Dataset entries
——

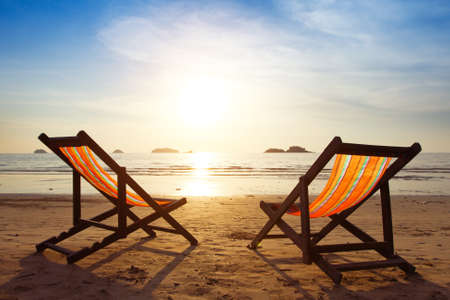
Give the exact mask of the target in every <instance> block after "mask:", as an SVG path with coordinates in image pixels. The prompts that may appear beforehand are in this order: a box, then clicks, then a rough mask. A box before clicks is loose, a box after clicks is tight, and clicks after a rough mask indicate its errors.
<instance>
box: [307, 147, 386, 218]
mask: <svg viewBox="0 0 450 300" xmlns="http://www.w3.org/2000/svg"><path fill="white" fill-rule="evenodd" d="M391 159H392V158H391V157H378V156H362V155H347V154H338V155H336V160H335V162H334V166H333V169H332V171H331V174H330V177H329V179H328V182H327V184H326V185H325V187H324V189H323V190H322V192H321V193H320V194H319V196H317V198H316V199H315V200H314V201H313V202H312V203H311V204H310V206H309V209H310V217H311V218H316V217H323V216H329V215H332V214H335V213H338V212H341V211H343V210H345V209H347V208H350V207H352V206H354V205H356V204H358V203H359V202H360V201H361V200H363V199H364V198H365V197H366V196H367V195H368V194H369V193H370V192H371V191H372V190H373V189H374V188H375V186H376V185H377V183H378V182H379V181H380V179H381V178H382V177H383V175H384V173H385V171H386V169H387V167H388V166H389V163H390V162H391Z"/></svg>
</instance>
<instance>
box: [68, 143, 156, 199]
mask: <svg viewBox="0 0 450 300" xmlns="http://www.w3.org/2000/svg"><path fill="white" fill-rule="evenodd" d="M59 149H60V150H61V152H62V153H63V154H64V155H65V156H66V157H67V159H68V160H69V162H70V164H71V166H72V167H73V168H74V169H75V170H77V171H78V173H80V175H82V176H83V177H84V178H85V179H86V180H87V181H88V182H89V183H90V184H92V185H93V186H94V187H95V188H96V189H98V190H99V191H102V192H104V193H105V194H107V195H109V196H111V197H113V198H116V199H117V197H118V188H117V181H116V180H115V179H114V178H112V177H111V175H110V174H109V173H108V172H106V171H105V169H103V167H102V166H101V165H100V164H99V162H98V161H97V159H96V158H95V156H94V154H93V153H92V150H91V149H90V148H89V147H88V146H79V147H70V146H69V147H59ZM126 198H127V203H128V204H131V205H137V206H148V204H147V203H146V202H145V201H144V200H143V199H142V198H141V197H140V196H139V195H137V194H135V193H133V192H131V191H130V190H127V191H126Z"/></svg>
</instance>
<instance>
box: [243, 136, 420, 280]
mask: <svg viewBox="0 0 450 300" xmlns="http://www.w3.org/2000/svg"><path fill="white" fill-rule="evenodd" d="M420 151H421V147H420V145H419V144H418V143H414V144H413V145H411V146H410V147H388V146H374V145H361V144H349V143H343V142H342V140H341V139H340V138H339V137H335V138H334V139H333V140H332V141H331V142H330V144H329V145H328V146H327V147H326V148H325V150H324V151H323V152H322V153H321V155H320V156H319V157H318V158H317V160H316V161H315V162H314V164H313V165H312V166H311V167H310V169H309V170H308V171H307V172H306V174H305V175H303V176H301V177H300V180H299V183H298V184H297V185H296V186H295V188H294V189H293V190H292V191H291V193H290V194H289V195H288V196H287V197H286V199H285V200H284V202H282V203H266V202H264V201H261V202H260V207H261V209H262V210H263V211H264V213H266V214H267V216H268V217H269V221H267V223H266V224H265V226H264V227H263V228H262V229H261V231H260V232H259V233H258V234H257V236H256V237H255V238H254V240H253V241H252V242H251V243H250V244H249V245H248V247H249V248H250V249H256V248H257V247H258V246H259V245H260V243H261V241H262V240H263V239H268V238H289V239H291V240H292V241H293V242H294V244H295V245H297V247H299V248H300V250H301V251H302V253H303V262H304V263H305V264H311V263H315V264H316V265H317V266H318V267H319V268H320V269H322V270H323V271H324V272H325V273H326V274H327V275H328V276H329V277H330V278H331V279H332V280H333V281H334V282H335V283H336V284H339V283H340V282H341V279H342V273H341V272H345V271H352V270H363V269H374V268H381V267H392V266H398V267H400V268H401V269H402V270H404V271H405V272H406V273H413V272H414V271H415V268H414V266H412V265H411V264H410V263H408V262H407V261H406V260H405V259H403V258H402V257H400V256H399V255H397V254H395V252H394V239H393V230H392V213H391V200H390V193H389V180H390V179H391V178H392V177H393V176H394V175H395V174H397V172H399V171H400V170H401V169H402V168H403V167H404V166H405V165H406V164H407V163H409V162H410V161H411V160H412V159H413V158H414V157H415V156H416V155H417V154H418V153H419V152H420ZM333 158H335V161H334V165H333V168H332V170H331V173H330V177H329V179H328V181H327V183H326V184H325V187H324V188H323V190H322V192H321V193H319V195H318V196H317V197H316V198H315V200H314V201H312V202H311V203H310V202H309V193H308V186H309V184H310V183H311V182H312V181H313V180H314V178H315V177H316V176H317V175H318V174H319V173H320V171H321V170H322V169H323V168H324V167H325V166H326V165H327V164H328V162H330V161H331V160H332V159H333ZM377 191H380V199H381V215H382V226H383V241H377V240H376V239H374V238H373V237H372V236H370V235H369V234H367V233H366V232H364V231H363V230H362V229H360V228H359V227H357V226H356V225H354V224H353V223H351V222H350V221H348V220H347V217H349V216H350V215H351V214H352V213H353V212H354V211H355V210H356V209H358V208H359V207H360V206H361V205H362V204H363V203H364V202H365V201H367V200H368V199H369V198H370V197H371V196H372V195H374V193H376V192H377ZM297 199H299V202H297V203H296V200H297ZM285 214H290V215H294V216H300V223H301V233H297V232H296V231H295V230H294V229H293V228H292V227H291V226H290V225H288V224H287V223H286V222H285V221H284V220H283V219H282V217H283V215H285ZM319 217H328V218H330V219H331V220H330V222H329V223H327V224H326V225H325V226H324V227H323V228H322V229H321V230H320V231H318V232H316V233H311V228H310V222H311V219H313V218H319ZM275 225H277V226H278V227H279V228H280V230H281V231H282V232H283V234H268V233H269V232H270V231H271V230H272V228H273V227H274V226H275ZM337 226H342V227H343V228H344V229H346V230H347V231H348V232H350V233H351V234H352V235H354V236H355V237H357V238H358V239H359V240H360V241H361V242H359V243H340V244H333V245H329V244H327V245H319V244H318V243H319V242H320V241H321V240H322V239H323V238H324V237H325V236H327V235H328V234H329V233H330V232H332V230H333V229H335V228H336V227H337ZM357 250H375V251H377V252H378V253H379V254H380V255H381V256H383V257H384V259H383V260H376V261H366V262H351V263H343V264H331V263H329V262H328V261H327V260H325V259H324V257H323V256H322V254H323V253H332V252H333V253H334V252H341V251H357Z"/></svg>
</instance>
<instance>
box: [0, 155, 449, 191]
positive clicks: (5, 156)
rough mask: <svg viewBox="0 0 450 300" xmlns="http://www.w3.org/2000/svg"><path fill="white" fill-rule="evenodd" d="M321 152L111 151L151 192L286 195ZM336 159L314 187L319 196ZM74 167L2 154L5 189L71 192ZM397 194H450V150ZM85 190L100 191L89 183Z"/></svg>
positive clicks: (414, 159) (43, 158)
mask: <svg viewBox="0 0 450 300" xmlns="http://www.w3.org/2000/svg"><path fill="white" fill-rule="evenodd" d="M318 155H319V153H258V154H227V153H177V154H169V153H167V154H165V153H148V154H144V153H140V154H134V153H124V154H111V156H112V157H113V158H114V159H115V160H116V161H117V162H118V163H119V164H120V165H121V166H124V167H126V168H127V171H128V173H129V174H130V175H131V176H132V177H133V178H134V179H135V180H136V181H137V182H138V183H140V184H141V185H142V186H143V187H144V189H146V190H147V191H148V192H149V193H150V194H155V195H174V196H178V195H179V196H202V195H204V196H231V195H257V194H277V195H282V194H287V193H289V191H290V190H291V189H292V188H293V187H294V186H295V185H296V183H297V182H298V178H299V177H300V176H301V175H302V174H304V173H305V172H306V171H307V170H308V168H309V167H310V166H311V165H312V163H313V162H314V161H315V159H316V158H317V156H318ZM331 167H332V162H330V163H329V165H327V167H326V168H325V169H324V170H323V171H322V172H321V173H320V174H319V176H318V177H317V178H316V180H315V181H314V182H313V183H312V185H311V186H310V192H311V193H312V194H317V193H319V192H320V191H321V189H322V188H323V186H324V185H325V183H326V180H327V179H328V176H329V174H330V171H331ZM71 174H72V173H71V169H70V168H69V167H68V166H67V165H65V163H64V162H63V161H62V160H60V159H59V158H58V157H57V156H56V155H54V154H52V153H48V154H0V193H55V194H70V193H71V191H72V186H71V184H72V181H71V176H72V175H71ZM390 190H391V193H392V194H402V195H450V153H420V154H419V155H418V156H417V157H416V158H415V159H414V160H413V161H412V162H410V164H409V165H407V166H406V167H405V168H404V169H403V170H402V171H401V172H400V173H398V174H397V176H396V177H395V178H393V180H391V182H390ZM82 192H83V193H89V194H91V193H96V191H95V190H94V189H93V188H92V187H91V186H90V185H89V184H87V183H83V184H82Z"/></svg>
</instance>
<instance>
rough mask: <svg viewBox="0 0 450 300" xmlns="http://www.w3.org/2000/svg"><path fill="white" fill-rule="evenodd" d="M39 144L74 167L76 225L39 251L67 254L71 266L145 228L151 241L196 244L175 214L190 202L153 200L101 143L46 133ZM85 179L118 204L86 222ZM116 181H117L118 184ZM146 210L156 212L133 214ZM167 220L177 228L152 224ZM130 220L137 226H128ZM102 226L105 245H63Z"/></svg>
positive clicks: (105, 197)
mask: <svg viewBox="0 0 450 300" xmlns="http://www.w3.org/2000/svg"><path fill="white" fill-rule="evenodd" d="M39 139H40V140H41V141H42V142H43V143H44V144H45V145H46V146H47V147H48V148H50V149H51V150H52V151H53V152H54V153H55V154H56V155H57V156H58V157H59V158H61V159H62V160H63V161H64V162H65V163H67V164H68V165H69V166H70V167H71V168H72V174H73V177H72V178H73V226H72V227H71V228H70V229H69V230H67V231H64V232H61V233H60V234H59V235H58V236H54V237H51V238H49V239H47V240H45V241H43V242H41V243H39V244H37V245H36V249H37V251H38V252H42V251H44V250H45V249H47V248H50V249H53V250H55V251H57V252H60V253H62V254H64V255H66V258H67V262H68V263H74V262H76V261H78V260H80V259H82V258H84V257H86V256H88V255H90V254H91V253H93V252H95V251H97V250H99V249H102V248H104V247H106V246H108V245H110V244H111V243H113V242H115V241H117V240H118V239H121V238H126V237H127V236H128V235H129V234H130V233H132V232H134V231H136V230H138V229H142V230H144V231H145V232H146V233H147V234H148V235H149V236H150V237H152V238H153V237H155V236H156V233H155V231H164V232H168V233H173V234H180V235H182V236H183V237H184V238H186V239H187V240H188V241H189V242H190V243H191V245H196V244H197V240H196V239H195V238H194V237H193V236H192V235H191V234H190V233H189V232H188V231H187V230H186V229H184V227H183V226H181V225H180V224H179V223H178V222H177V221H176V220H175V219H174V218H173V217H172V216H171V215H170V214H169V213H170V212H171V211H173V210H175V209H177V208H179V207H180V206H182V205H184V204H186V198H181V199H178V200H175V199H161V198H153V197H151V196H150V195H149V194H148V193H147V192H146V191H145V190H144V189H143V188H141V186H140V185H139V184H137V183H136V181H134V180H133V178H131V177H130V176H129V175H128V174H127V172H126V168H125V167H121V166H119V165H118V164H117V163H116V162H115V161H114V160H113V159H112V157H111V156H109V155H108V153H106V152H105V151H104V150H103V149H102V148H101V147H100V146H99V145H97V143H96V142H95V141H94V140H93V139H92V138H91V137H89V136H88V135H87V133H85V132H84V131H80V132H79V133H78V134H77V135H76V136H70V137H52V138H49V137H48V136H47V135H46V134H44V133H43V134H41V135H40V136H39ZM99 160H101V161H102V162H103V163H104V164H105V165H106V166H107V167H108V168H109V169H111V173H112V174H110V173H108V172H107V171H106V170H105V169H104V168H103V167H102V165H101V164H100V163H99ZM81 178H84V179H85V180H86V181H87V182H88V183H89V184H91V185H92V186H93V187H94V188H95V189H96V190H98V191H99V192H100V193H101V194H102V195H103V196H104V197H105V198H106V199H108V200H109V201H110V202H111V203H112V206H113V207H112V208H111V209H109V210H107V211H105V212H103V213H101V214H99V215H97V216H95V217H92V218H89V219H83V218H81V190H80V186H81ZM115 178H116V179H115ZM136 206H141V207H147V208H151V211H152V212H151V213H150V214H148V215H147V216H145V217H138V216H137V215H136V214H135V213H134V212H132V211H131V209H132V208H133V207H136ZM113 216H117V220H116V221H115V222H112V223H115V225H109V224H110V223H111V222H109V224H106V223H102V221H104V220H106V219H108V218H110V217H113ZM160 218H162V219H164V220H165V221H166V222H167V223H168V224H169V225H170V226H171V228H165V227H160V226H154V225H151V223H152V222H154V221H156V220H158V219H160ZM128 219H130V220H131V221H132V222H128ZM92 226H94V227H98V228H102V229H105V230H108V231H111V232H112V233H110V234H109V235H107V236H106V237H105V238H103V240H102V241H99V242H95V243H93V244H92V245H91V246H90V247H85V248H82V249H81V250H77V251H72V250H70V249H67V248H64V247H62V246H60V245H58V243H60V242H62V241H63V240H65V239H67V238H69V237H71V236H73V235H75V234H77V233H79V232H81V231H83V230H85V229H87V228H89V227H92Z"/></svg>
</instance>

——

**Exercise prompt:**
Out of the preceding entries, pull every line containing the string "rough".

**Output of the task:**
Give the exact mask of the target in every <instance> block after "mask:", as an SVG path with coordinates in image pixels. The prompts that may appear beforehand are in this order: a box, then clicks, then a rough mask. A box before clicks is loose, a box after clicks is tight, and clicks after a rough mask indicate its errors.
rough mask: <svg viewBox="0 0 450 300" xmlns="http://www.w3.org/2000/svg"><path fill="white" fill-rule="evenodd" d="M321 152L111 151L151 192L286 195ZM336 159L314 187L319 196ZM74 167L2 154L5 189L71 192ZM397 194H450V150ZM85 190L100 191L89 183Z"/></svg>
rough mask: <svg viewBox="0 0 450 300" xmlns="http://www.w3.org/2000/svg"><path fill="white" fill-rule="evenodd" d="M39 144L74 167L76 225L39 251L67 254L71 266L145 228L151 241L196 244L175 214L190 202L153 200L101 143L46 133ZM85 179L118 204L86 222ZM116 181H117L118 184ZM146 210L156 212L133 214ZM167 220L177 228L152 224ZM130 220L137 226H128ZM102 226L105 245H63Z"/></svg>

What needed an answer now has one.